** Begin RECORDS TO USE **

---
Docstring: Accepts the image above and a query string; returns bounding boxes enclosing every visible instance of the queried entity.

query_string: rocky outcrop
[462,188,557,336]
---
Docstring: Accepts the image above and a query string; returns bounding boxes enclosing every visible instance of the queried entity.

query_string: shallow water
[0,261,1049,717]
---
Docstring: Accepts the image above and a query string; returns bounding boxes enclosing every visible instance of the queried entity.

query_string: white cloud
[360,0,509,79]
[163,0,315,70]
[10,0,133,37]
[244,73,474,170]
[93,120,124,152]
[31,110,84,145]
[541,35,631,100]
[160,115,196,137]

** End RECORDS TO USE **

TO BE DONE »
Reproduce the records above line for line, without altering anything.

COMPLETE RESPONSE »
---
Docstring: Accepts the image above and a query string; returns bounding boxes enclosing every visible instance of the queried entity.

query_string: rocky outcrop
[462,188,557,336]
---
Docstring: Accepts the image above and a query string; returns bounding boxes enclosing every visible instance of the queried entity.

query_string: shallow water
[0,261,1049,717]
---
Docstring: Accepts the image above and a query string; returns bounding boxes enclosing every visible instance of the queried entity.

query_string: white cloud
[360,0,509,79]
[163,0,315,70]
[10,0,133,37]
[244,73,474,170]
[93,120,124,152]
[31,110,84,145]
[541,35,631,100]
[160,115,196,137]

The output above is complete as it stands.